§ Given problem: Quote the lines of the listing from the line with "Box the seated" through the line with "107,138,266,365", inclusive, reproducing each one verbatim.
───── Records for the exercise ─────
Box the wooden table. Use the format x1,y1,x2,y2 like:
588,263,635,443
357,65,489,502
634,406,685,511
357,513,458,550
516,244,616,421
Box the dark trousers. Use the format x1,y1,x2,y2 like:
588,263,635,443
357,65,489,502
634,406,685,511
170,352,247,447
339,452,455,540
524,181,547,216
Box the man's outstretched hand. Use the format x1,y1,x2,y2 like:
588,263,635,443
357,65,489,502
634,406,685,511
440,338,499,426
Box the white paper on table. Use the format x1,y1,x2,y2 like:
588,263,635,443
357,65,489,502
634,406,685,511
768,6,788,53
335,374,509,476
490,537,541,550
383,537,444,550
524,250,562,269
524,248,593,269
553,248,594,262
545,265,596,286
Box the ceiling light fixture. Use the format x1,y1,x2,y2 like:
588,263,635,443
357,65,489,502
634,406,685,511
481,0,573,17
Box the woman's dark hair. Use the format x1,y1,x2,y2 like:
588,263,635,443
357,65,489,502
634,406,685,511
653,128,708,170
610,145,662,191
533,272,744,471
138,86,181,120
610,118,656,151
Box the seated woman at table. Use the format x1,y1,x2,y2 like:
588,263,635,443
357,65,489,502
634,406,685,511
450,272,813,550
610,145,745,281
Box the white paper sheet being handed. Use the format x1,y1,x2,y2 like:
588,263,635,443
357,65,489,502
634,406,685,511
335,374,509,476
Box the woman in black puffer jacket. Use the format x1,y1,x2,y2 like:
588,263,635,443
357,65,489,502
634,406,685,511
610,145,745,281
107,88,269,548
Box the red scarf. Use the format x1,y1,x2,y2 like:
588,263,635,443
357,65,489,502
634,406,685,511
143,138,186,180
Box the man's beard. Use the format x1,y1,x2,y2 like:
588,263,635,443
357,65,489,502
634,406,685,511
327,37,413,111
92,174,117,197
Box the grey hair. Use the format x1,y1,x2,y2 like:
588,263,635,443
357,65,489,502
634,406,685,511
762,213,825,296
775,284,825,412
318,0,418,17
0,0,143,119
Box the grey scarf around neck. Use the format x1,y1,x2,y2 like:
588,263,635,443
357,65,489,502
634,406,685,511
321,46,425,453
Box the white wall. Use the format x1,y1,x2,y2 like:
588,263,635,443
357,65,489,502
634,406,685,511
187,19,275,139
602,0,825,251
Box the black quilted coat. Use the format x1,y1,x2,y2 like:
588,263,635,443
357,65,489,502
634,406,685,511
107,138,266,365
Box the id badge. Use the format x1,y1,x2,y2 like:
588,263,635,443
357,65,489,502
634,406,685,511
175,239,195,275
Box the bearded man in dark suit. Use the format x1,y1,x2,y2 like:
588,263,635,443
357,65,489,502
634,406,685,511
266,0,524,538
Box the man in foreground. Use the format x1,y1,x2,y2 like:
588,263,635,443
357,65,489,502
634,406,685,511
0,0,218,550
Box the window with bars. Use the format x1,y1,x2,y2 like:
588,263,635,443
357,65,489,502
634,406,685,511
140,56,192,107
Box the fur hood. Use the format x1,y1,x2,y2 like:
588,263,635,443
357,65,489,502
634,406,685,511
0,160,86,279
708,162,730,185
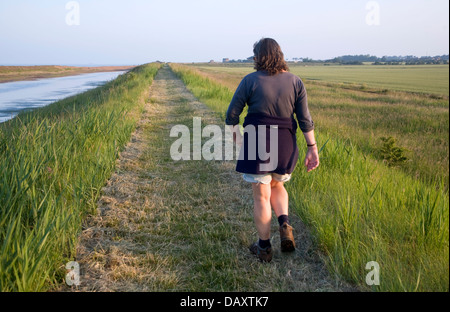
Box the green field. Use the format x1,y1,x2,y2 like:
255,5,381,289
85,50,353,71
0,64,449,291
171,64,449,291
195,63,449,97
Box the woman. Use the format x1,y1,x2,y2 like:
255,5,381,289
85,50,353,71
226,38,319,262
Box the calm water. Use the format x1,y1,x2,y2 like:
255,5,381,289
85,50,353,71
0,71,125,123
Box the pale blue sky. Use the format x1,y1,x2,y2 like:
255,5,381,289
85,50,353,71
0,0,449,65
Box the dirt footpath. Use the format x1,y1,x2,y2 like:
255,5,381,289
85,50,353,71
68,66,352,291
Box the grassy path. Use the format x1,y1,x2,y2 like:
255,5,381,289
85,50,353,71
71,66,352,291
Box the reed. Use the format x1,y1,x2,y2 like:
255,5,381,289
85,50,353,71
171,64,449,291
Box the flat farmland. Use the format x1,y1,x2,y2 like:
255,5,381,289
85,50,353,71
171,64,449,291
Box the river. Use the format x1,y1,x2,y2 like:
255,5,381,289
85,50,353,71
0,71,125,123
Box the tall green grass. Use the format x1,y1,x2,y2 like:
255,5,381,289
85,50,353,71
189,64,449,188
171,64,449,291
0,64,160,291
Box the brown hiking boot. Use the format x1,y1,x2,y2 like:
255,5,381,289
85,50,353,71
249,242,272,262
280,222,295,252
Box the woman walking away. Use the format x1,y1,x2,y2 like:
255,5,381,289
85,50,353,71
226,38,319,262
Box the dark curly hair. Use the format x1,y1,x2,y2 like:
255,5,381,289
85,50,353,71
253,38,289,75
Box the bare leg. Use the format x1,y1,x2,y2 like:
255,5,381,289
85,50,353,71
270,180,289,217
252,183,272,240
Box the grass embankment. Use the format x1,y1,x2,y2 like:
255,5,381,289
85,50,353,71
0,64,160,291
171,64,449,291
0,65,134,83
74,67,352,292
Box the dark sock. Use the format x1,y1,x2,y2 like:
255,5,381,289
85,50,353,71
258,238,272,249
278,215,291,226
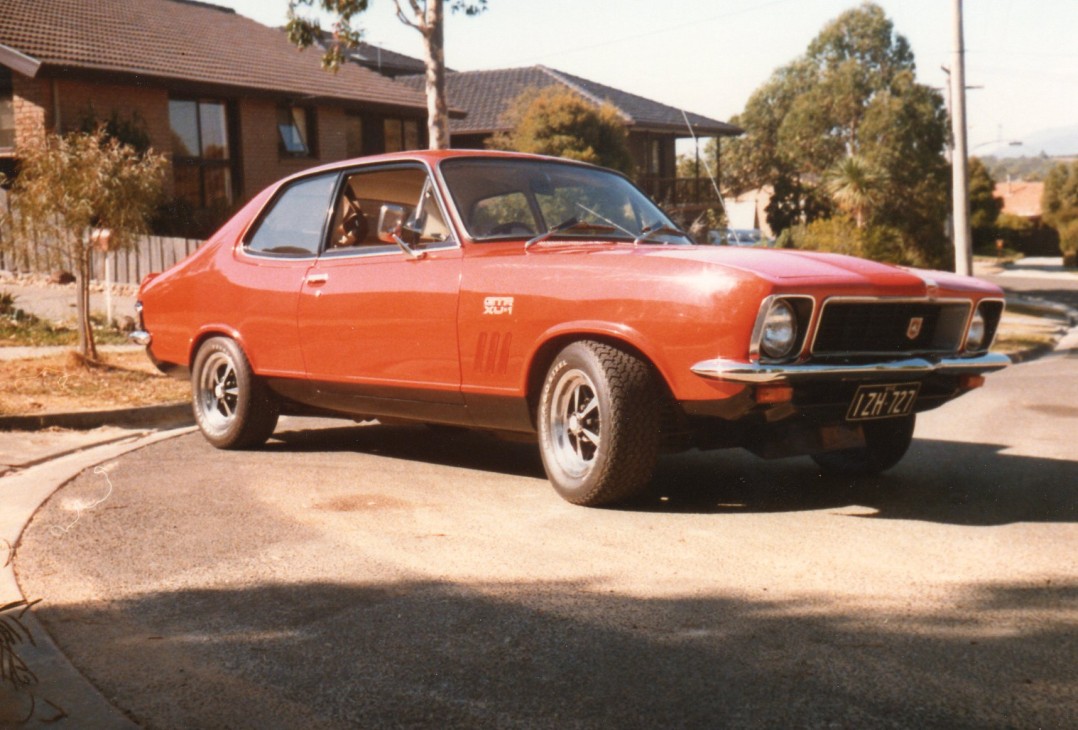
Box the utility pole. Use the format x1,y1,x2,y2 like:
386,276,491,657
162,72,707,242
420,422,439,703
951,0,973,276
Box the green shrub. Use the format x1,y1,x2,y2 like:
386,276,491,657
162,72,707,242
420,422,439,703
776,216,924,265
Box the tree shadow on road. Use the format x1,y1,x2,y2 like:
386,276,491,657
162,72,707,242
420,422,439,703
631,439,1078,525
258,418,1078,525
36,581,1078,728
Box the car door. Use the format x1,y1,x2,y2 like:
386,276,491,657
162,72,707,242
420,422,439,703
231,173,338,380
299,163,462,422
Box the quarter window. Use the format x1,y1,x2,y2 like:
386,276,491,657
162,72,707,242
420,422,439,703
247,175,336,256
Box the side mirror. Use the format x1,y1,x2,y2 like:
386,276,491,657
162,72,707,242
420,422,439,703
378,203,405,244
378,203,426,259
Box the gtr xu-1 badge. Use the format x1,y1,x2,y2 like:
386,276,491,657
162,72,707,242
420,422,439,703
483,297,513,315
906,317,925,340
─────
§ Exercise result:
Box the seated woman at table. Use the format x1,y1,x2,y2 like:
588,263,635,443
357,65,489,502
634,406,685,511
450,272,813,550
610,145,745,281
Box the white paper sheet being handed. Use the format x1,y1,x2,y2 like:
588,263,635,443
357,65,489,502
634,406,685,511
335,374,509,476
Box the woman in black puffer jacket. Use the format x1,y1,x2,y2 like:
588,263,635,443
357,65,489,502
634,406,685,511
610,145,745,281
107,88,269,548
Box the red scarf. Use the format x1,y1,x2,y2 like:
588,263,635,443
357,65,489,502
634,406,685,511
143,138,186,180
Box the man's beard. Use the format x1,y1,x2,y2 like:
588,263,635,443
357,65,489,502
634,406,685,511
327,37,413,111
92,174,117,197
Box the grey hair. Use the format x1,y1,x2,y2 like:
588,263,635,443
357,65,489,502
634,406,685,511
762,213,825,296
775,284,825,412
318,0,418,17
0,0,143,119
Box the grey scarf around neck. Use the format x1,y1,x2,y2 like:
588,263,635,443
357,65,489,502
634,406,685,511
321,46,425,453
Box the white wall. Use the format x1,y1,x2,y2 like:
588,263,635,443
357,65,489,502
634,406,685,511
187,19,275,139
602,0,825,251
Box the black quilted coat. Use the format x1,y1,x2,y2 like:
588,263,635,443
357,65,489,502
634,406,685,511
107,138,266,365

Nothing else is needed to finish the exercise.